● VOTRE TÂCHE
Poursuivez le récit sur le travail technique au sein de la compagnie de cirque, à partir de sa dernière phrase.

● TEXTE D'EXERCICE
# # # # # # #

OUF! arrivé entier, debout, bon, je vais voir Gino pour me remettre de mes émotions, fumant doucement pour ne pas tousser!
Depuis, jamais je ne monte tout seul au gril! Oh non!
Une courte nuit de sommeil plus tard, couvert de bleus et avec une côte qui se promène, je fais le café pour Jean Mi et moi, il est sept heure trente.
Les journées s'enchaînent, les travaux prennent forme et je comprends maintenant ce que Jean-Mi attend de moi, il n'a pas trop de temps à me consacrer, essayant de créer la mise en scène de "La Rade", et assistant aux répétitions des artistes.
Hormis Jean-Mi à la mise en scène, la dizaine d' artistes est encadrée par Gino pour les postures au sol, Bob est là pour la musique, Olivier au fil, Jean-Charles pour les chorégraphies, Youri pour les actions aériennes, et l'animal en caleçon ( ben oui, les gens du cirque sont tolérants, mais de là à tolérer un techno tout nu, il y a une limite, donc caleçon!) qui gambade autour de tout ce monde à bricoler du son , de la lumière et moult petit jobs qui font avancer le projet.
Parmi les artistes, tous aériens dans diverses spécialités, et plus ou moins polyvalents, Marivette la chanteuse nous épate à chanter en s'envoyant en l'air, Olivier et Stéfan, plus expérimentés, donnent des tuyaux, il faut dire que la plupart des artistes tourne autour de vingt cinq ans.
Il y a , dans la Cie, deux contrats de professionnalisation, Baptiste et Sam, tous les deux futurs porteurs au coréen, mais qui, dans le cadre de leur contrat ont aussi des heures de technique à effectuer.
Évidemment, je me retrouve chef d'équipe, pour des travaux plus "intéressants "les uns que les autres: Nettoyage et rangements des containers de la Cie, qu'on pense qu'il ont été remplis à la pelle, portes en haut, tellement c'est le bordel là-dedans, les techniciens nous ayant précédé n'avaient pas la fibre de l'ordre!; triage des boulons, en vrac par milliers, qu'il faut ranger par taille, diamètre, solidité, les écrous, les rondelles, et nous avons notre hymne quand nous sommes à la tâche (d'après le poinçonneur des lilas, de Gainsbarre):
" Des boulons, des boulons, encore des boulons"

# # # # # # #

● DONNÉES RECUEILLIES
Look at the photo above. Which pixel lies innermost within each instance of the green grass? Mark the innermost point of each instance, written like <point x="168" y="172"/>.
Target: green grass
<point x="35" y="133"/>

# # # # # # #

● RÉSULTAT OBTENU
" Des boulons, des boulons, toujours des boulons"
" Des boulons de seize,"
" Des boulons de treize"
" Ch'suis le trieur de boulons"
" J'en ai des moches et des pas ronds"
" Et faut qu'je trouve des rondelles"
" Même si elles sont pas belles"
" Et des écrous des gros écrous des p'tits écrous"
Baptiste et Sam ont en vite marre de ces heures techniques et préfèrent grimper au coréen pour apprendre leur art! Ce qui crée quelques frictions entre eux et Jean-MI...
De temps en temps, au fil des semaines, j'ai une ou une demi journée de repos, et j'en profite pour aller à la plage des Jonquets, plage classée officiellement naturiste, à une heure de marche du cirque. j'y passe la journée, avec mon casse-croûte et mes bouteilles d'eau que je congèle avant de partir, de façon à avoir de l'eau fraiche pour le retour.
Un jour, alors que je mange ma boite de sardine, un albatros est venu me piquer ma boite!
Des sardines au piment, mais ça n'a pas l'air de le déranger!
Les répétitions avancent, les artistes sont de plus en plus sûrs d'eux et donc performants, l'ensemble commence à ressembler à quelque chose.
Puis c'est la fête!
Gino s'est mit aux fourneaux pour nous concocter un menu digne des grands chef! Régalades, rigolades, une bien belle soirée agrémentée par un tour de chant de Maryvette, un concert avec bob au piano, Olivier à la flûte, Jean-Charles à la guitare, et bien sûr Maryvette au chant
Le climat de la Seyne est propice au travail extérieur, j'entreprends de réparer la sono de la Cie: achat de divers outils, pièces et câbles, et je démonte la console de son sous les cannisses, et le regard de Jean-Mi, intéressé par mon mode opératoire, le fer à souder d'une main et la loupe de l'autre( ben oui, à mon âge il me faut une loupe pour électroniquer!).
Comme les meilleures choses ont une fin, il me faut rentrer dans ma Lorraine natale, rejoindre Estelle qui s'impatiente, mais d'ors et déjà rendez-vous est prit pour mon retour au cirque en septembre pour la suite des événements.